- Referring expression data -
* * * * * * *
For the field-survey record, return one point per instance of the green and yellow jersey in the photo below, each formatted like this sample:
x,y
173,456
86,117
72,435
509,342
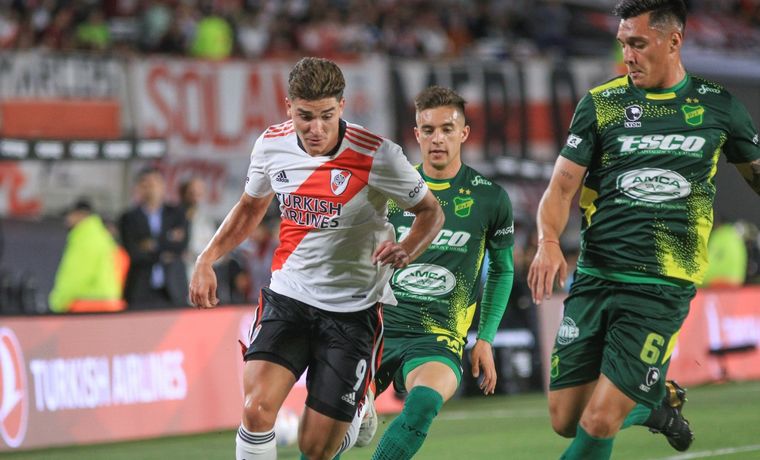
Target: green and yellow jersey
x,y
647,198
437,293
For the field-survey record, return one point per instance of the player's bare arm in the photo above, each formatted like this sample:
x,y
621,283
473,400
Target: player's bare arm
x,y
482,359
553,213
751,173
428,221
239,223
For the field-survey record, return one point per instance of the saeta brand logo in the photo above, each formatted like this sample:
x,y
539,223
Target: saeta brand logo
x,y
568,331
425,279
653,185
14,400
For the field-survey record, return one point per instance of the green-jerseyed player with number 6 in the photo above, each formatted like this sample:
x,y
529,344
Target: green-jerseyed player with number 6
x,y
643,149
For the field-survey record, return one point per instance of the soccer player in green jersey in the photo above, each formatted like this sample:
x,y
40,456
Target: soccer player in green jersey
x,y
643,149
425,335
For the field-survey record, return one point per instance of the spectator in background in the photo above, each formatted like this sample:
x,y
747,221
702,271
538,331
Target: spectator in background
x,y
88,270
192,195
255,256
93,34
214,38
726,258
155,235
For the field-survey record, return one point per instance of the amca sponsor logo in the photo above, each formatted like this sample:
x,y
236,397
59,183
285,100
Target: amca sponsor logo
x,y
653,185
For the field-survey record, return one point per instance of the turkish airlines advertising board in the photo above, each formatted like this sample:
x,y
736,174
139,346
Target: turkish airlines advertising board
x,y
83,379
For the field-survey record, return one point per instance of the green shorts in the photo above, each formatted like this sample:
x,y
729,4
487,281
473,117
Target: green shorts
x,y
625,331
402,354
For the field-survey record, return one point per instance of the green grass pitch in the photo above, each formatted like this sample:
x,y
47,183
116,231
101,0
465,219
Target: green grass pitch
x,y
725,418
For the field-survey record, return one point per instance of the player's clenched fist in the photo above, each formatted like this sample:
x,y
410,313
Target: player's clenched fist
x,y
390,253
203,287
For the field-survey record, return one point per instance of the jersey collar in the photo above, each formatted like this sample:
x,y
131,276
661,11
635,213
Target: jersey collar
x,y
341,133
439,184
662,94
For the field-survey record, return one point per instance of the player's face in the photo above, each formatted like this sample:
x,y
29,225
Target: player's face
x,y
317,123
440,132
651,55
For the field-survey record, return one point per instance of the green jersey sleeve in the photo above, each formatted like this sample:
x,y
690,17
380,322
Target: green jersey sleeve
x,y
501,231
581,139
742,144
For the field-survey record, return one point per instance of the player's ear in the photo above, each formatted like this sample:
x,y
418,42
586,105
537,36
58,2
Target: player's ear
* * * * * * *
- WHAT THIS TASK INVOLVES -
Each record is to be restated word for word; no picture goes in.

- RESULT OF THE TASK -
For the field-survey record, return one point per instance of the green and yellow jersey in the photo below, each formatted like this sample:
x,y
173,456
86,117
72,435
509,342
Target: green and yellow jersey
x,y
647,198
437,293
For the field-survey record, return one point per instance of the player's bare arm in the photo above, each formatted like this sample:
x,y
621,283
473,400
Target: player's bare arm
x,y
482,359
553,213
751,173
428,221
239,223
For the field-survey record, return one point per instance of the saeta brand logo in the photo above, each formatted like this sample:
x,y
539,223
Target: saeta brand logo
x,y
568,331
425,279
653,185
14,400
For the field-survey record, return one point per instance of the green-jerseyed player with number 6 in the photo above, each formatted like this sample:
x,y
529,344
Target: green-jerseyed player with number 6
x,y
643,149
For the field-survey record, return one point per instance of the soccer player in green jersey in the photo above, each formatted like this sample:
x,y
40,456
Target: soccer player in green jersey
x,y
643,149
425,335
For the field-survey record, return one point per instance of the spectator in background in the photo above, each formatted like this sample:
x,y
747,221
702,271
538,331
Target: spectator in background
x,y
88,270
192,195
255,256
93,34
214,38
726,258
155,235
For the field-survey record, return one point per instance of the amca sponsor logo in the photo above, each formatted like this sample:
x,y
236,397
59,183
285,100
Target: amca sponsor logo
x,y
653,185
For the field-survey record, return one point per instance of the turkish airlines advertising board in the photo above, each formatted like this sample:
x,y
736,174
139,346
Target: turkish airlines advertising board
x,y
83,379
For the field-survey record, return one point per instance of the green shorts in the photo above, each formatted like this sample:
x,y
729,4
487,281
473,117
Target: green shorts
x,y
625,331
402,354
For the field-survey record, return one point per instance of the green grass pitch in the photo above, each formatted like this sample:
x,y
47,183
116,231
101,0
465,219
Target: green grass pitch
x,y
725,418
For the field-survey record, return one point per instance of the player's clenched fist in the photo above, each formatted like this sample:
x,y
410,313
Target: player's clenched fist
x,y
390,253
203,287
For the field-survey record, return one point per instance of the jersey collar in the photo above, each formatted like this sample:
x,y
131,276
661,11
635,213
Target: jersey collar
x,y
341,133
439,184
662,94
For the field-survey record, return one point per instance of the player's face in the photo above, each formatted like this sample:
x,y
29,225
Target: player's face
x,y
317,123
440,132
651,55
For the field-survey record, return one point per instance of the green jersey sleeve in the photo above, each formatted like this sample:
x,y
690,17
380,322
Target: green jersey sleeve
x,y
501,231
581,139
742,144
For the field-survey record, return one point per instance of the player's ear in the photo above, each formatted like this sample:
x,y
418,42
586,105
537,36
58,2
Target: player's ear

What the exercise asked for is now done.